Little League parade kicks off new season
Photo by Christina Santucci
By Joe Anuta

Bayside Little Leaguers as young as 5 kicked off their season Saturday with the annual parade down Bell Boulevard, but for team managers and coaches, the competition had begun long before.

Under a pristine April sky, Bayside Little League Commissioner Bob Reid patrolled the crowd in the staging area of the parade like a town crier, repeating: “Tuck in your shirts!” to the excited mini-marchers who gathered with their coaches at around 10:30 a.m.

Luc Mastrototaro, 6, had donned red sunglasses before taking up the banner of his team, Urban Express. He and his fellow sluggers marched and danced down the boulevard before reaching Crocheron Park, where most of the games are played between the 62 teams.

Mastrototaro’s father, Joe, is the coach of Urban Express and said in the younger leagues it is all about the basics. He teaches them the rules of the game, which direction to run the bases and how to throw and catch.

“There’s a transition from the beginning,” he said. “By the end, you wouldn’t know it was the same group of kids.”

But as the children grow older, the competition grows more fierce — and that goes for the adults, too.

After the kids reach the age where runs are tallied and wins and losses are acknowledged, as opposed to the younger leagues where competitive aspects of the game are disregarded, coaches rank each player according to his or her ability, said Rich D’Orta, who coaches a team that one of his three sons plays on.

And once a year, the coaches gather at the league’s clubhouse on Francis Lewis Boulevard or at Our Lady of the Blessed Sacrament for a draft that can last hours if tempers flare over certain players.

“It gets competitive,” D’Orta said. “In my opinion, too competitive.”

The coaches draw numbers out of a hat to decide in what order they get to pick players based on last year’s stats.

But some already know who they want.

Jerry Costa coaches the team sponsored by Katie-Den — and he takes his job seriously.

Costa scouts out players well in advance of the draft.

“A guy like myself, I hit a lot of the fields. I see the talent,” Costa said.

Costa has his own website touting a list of championships he has won with his Little League teams. When an Internet surfer happens upon the site, the Survivor tune “Eye of the Tiger” plays over a list of rules including, with a few exceptions, a ban on crying.

Costa, who refers to himself as the “most hated man in baseball,” said practice is the key to winning, and by Opening Day his team had already had 15 practices under their belts.

Even in the staging area of the parade, coaches of players in the younger leagues said Costa is the guy everyone else wants to beat.

But for most of the 5- to 12-year-olds who gathered at the ballfield, winning seemed like the last thing on their minds.

After elected officials — including state Assembly members Ed Braunstein (D-Bayside) and Grace Meng (D-Flushing), City Councilmen Dan Halloran (R-Whitestone) and Mark Weprin (D-Oakland Gardens), state Sen. Tony Avella and former Sen. Frank Padavan — threw out the ceremonial first pitches with varying degrees of accuracy, the youngsters were turned loose. Shirts came untucked, cupcakes vanished from nearby tables and the Bayside Little League season officially began.

What you will do:
1. In the Little League parade article, what was the name of the team whose banner Luc Mastrototaro carried?
2. From the Little League parade article, extract everything from "And once a year, the" down to "over certain players.".

Records:
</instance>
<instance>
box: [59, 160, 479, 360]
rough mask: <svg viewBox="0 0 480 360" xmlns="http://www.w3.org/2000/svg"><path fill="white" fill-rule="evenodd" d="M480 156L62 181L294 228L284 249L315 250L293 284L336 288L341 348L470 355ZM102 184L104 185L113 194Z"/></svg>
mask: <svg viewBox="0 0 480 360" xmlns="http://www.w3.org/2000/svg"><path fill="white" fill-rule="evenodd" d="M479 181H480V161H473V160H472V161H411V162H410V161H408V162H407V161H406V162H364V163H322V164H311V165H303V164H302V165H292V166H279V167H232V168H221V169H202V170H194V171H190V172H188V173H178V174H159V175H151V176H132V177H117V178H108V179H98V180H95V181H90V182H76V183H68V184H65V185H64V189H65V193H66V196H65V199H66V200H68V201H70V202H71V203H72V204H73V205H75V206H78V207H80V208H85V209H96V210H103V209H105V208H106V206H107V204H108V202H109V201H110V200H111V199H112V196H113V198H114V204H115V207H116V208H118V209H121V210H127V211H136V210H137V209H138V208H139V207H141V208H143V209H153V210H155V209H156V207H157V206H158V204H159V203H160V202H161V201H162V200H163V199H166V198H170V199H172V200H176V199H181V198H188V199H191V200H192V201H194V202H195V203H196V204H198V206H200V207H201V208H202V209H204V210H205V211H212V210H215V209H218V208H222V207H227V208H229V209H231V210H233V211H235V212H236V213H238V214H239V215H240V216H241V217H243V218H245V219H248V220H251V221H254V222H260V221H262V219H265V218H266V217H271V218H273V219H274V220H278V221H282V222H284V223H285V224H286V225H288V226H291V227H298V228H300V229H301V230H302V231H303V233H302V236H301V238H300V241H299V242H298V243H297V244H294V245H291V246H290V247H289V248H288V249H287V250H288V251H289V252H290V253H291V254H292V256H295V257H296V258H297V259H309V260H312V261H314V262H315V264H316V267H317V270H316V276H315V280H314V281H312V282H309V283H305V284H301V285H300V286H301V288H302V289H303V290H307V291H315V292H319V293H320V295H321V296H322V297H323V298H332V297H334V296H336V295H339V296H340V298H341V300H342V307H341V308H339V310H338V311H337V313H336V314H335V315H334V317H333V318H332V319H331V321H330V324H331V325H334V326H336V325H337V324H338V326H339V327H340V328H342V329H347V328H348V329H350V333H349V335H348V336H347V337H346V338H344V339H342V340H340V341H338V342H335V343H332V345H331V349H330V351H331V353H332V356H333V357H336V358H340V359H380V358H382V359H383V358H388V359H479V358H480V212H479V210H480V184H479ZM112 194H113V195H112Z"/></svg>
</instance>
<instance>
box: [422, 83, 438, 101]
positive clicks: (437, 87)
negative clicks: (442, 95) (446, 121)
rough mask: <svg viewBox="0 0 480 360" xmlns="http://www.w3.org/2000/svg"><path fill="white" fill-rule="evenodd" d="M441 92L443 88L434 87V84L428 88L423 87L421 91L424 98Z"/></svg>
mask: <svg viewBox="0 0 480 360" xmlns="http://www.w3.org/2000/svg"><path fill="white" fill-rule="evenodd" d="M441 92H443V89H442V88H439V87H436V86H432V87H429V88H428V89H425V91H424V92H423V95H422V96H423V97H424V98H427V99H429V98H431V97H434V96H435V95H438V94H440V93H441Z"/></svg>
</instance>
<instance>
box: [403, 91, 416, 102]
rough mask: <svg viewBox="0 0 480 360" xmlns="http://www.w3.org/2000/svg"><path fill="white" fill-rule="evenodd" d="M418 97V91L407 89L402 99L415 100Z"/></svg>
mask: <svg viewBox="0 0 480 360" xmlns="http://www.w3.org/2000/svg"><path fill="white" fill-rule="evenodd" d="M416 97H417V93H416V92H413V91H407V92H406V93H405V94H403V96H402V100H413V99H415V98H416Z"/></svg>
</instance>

Answers to each task:
1. Urban Express.

2.
And once a year, the coaches gather at the league’s clubhouse on Francis Lewis Boulevard or at Our Lady of the Blessed Sacrament for a draft that can last hours if tempers flare over certain players.